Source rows
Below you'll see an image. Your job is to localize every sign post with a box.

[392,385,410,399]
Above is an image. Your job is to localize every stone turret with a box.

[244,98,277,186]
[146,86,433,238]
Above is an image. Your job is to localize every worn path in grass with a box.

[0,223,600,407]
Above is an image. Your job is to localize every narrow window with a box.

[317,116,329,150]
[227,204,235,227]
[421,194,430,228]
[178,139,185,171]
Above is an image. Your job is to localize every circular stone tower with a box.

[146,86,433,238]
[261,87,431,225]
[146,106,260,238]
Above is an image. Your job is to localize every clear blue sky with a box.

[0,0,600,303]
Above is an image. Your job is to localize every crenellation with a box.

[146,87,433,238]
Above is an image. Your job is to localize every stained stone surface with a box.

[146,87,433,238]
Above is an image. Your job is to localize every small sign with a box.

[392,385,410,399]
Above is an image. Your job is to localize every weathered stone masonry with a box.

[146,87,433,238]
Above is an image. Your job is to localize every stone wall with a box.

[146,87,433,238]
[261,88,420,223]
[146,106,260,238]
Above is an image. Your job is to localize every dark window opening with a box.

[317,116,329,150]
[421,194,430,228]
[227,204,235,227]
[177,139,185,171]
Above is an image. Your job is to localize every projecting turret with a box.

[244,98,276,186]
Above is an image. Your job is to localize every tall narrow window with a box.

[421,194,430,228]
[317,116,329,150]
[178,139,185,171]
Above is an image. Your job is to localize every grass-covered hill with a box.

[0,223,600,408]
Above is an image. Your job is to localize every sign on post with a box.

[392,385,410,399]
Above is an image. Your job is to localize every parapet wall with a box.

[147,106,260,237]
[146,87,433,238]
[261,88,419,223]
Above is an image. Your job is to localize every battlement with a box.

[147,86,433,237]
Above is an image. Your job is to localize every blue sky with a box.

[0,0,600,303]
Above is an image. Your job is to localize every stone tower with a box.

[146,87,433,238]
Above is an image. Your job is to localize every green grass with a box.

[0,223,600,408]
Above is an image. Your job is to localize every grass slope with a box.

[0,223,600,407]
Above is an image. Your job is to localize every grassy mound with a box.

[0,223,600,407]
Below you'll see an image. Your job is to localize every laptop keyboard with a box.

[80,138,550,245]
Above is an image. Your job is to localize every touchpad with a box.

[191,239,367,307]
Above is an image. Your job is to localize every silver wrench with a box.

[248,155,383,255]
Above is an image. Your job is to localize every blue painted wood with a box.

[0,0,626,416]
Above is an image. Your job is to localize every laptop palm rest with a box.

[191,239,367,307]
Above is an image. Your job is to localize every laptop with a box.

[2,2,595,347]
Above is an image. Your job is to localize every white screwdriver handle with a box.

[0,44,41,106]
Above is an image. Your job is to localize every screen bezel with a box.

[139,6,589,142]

** GOAL **
Copy out all of the rows above, swapping "localize" for "outline" and keeping every other part the same.

** OUTPUT BELOW **
Below you'll see an image. Your job is to outline every sign post with a box.

[392,385,410,399]
Above is an image. Your job is to outline every stone turret with a box.

[244,98,277,186]
[146,86,433,238]
Above is an image. Your job is to outline every worn path in grass with a box.

[0,223,600,407]
Above is an image. Your job is to outline every narrow window with a box.

[317,116,329,150]
[227,204,235,227]
[421,194,430,228]
[178,139,185,171]
Above is an image. Your job is to outline every circular stone tower with a box.

[146,86,433,238]
[261,87,431,225]
[146,106,260,238]
Above is an image. Your job is to outline every clear blue sky with a box.

[0,0,600,303]
Above is an image. Your job is to outline every crenellation with a box.

[146,87,433,238]
Above is an image. Your job is to outline every stained stone surface with a box.

[146,87,433,238]
Above is an image. Your job is to outline every small sign with a box.

[392,385,410,399]
Above is an image. Your job is to outline every weathered stone masonry with a box.

[146,87,433,238]
Above is an image. Your job is to outline every stone wall with a box.

[146,87,433,238]
[261,88,420,223]
[146,106,260,238]
Above is an image. Your job is to outline every dark window opening with a box.

[317,116,329,150]
[421,194,430,228]
[227,204,235,227]
[177,139,185,171]
Above is an image. Your job is to outline every projecting turret with a box.

[244,98,276,186]
Above is an image. Your job is to outline every tall narrow window with a box.

[421,194,430,228]
[317,116,329,150]
[178,139,185,171]
Above is an image. Your job is to outline every grass-covered hill with a box.

[0,223,600,408]
Above is an image. Your job is to outline every sign on post with a box.

[392,385,410,399]
Above is an image. Your job is to outline every parapet wall with a box.

[147,106,260,237]
[146,87,433,238]
[261,88,419,223]
Above is an image. Your job is to outline every battlement with a box.

[147,86,433,237]
Above is an image. Your job is to outline every blue sky with a box.

[0,0,600,303]
Above is an image. Your job is to outline every stone tower with a box.

[146,87,433,238]
Above is an image. Your job is to outline every green grass with a box.

[0,223,600,408]
Above is an image. Your job is to outline every grass slope with a box.

[0,223,600,407]
Above is an image. Your job is to outline every grassy mound with a box.

[0,223,600,407]
Below you'll see an image. Your job is to outline every laptop keyboard with a box.

[80,138,550,245]
Above is an image. Your job is to outline every touchpad with a box.

[191,239,367,307]
Above is an image. Your job is to outline every silver wrench with a box.

[248,155,383,255]
Above is an image. Your job is to outline every blue painted wood with a box.

[0,0,626,416]
Above is an image. Your job is to outline every laptop palm rest with a box.

[191,239,367,307]
Above is an image. Your job is to outline every laptop with a box.

[2,2,595,347]
Above is an image. Your job is to outline every white screwdriver handle with a box.

[0,44,41,106]
Above is an image. Your job is to outline every screen bezel with a box.

[139,6,589,142]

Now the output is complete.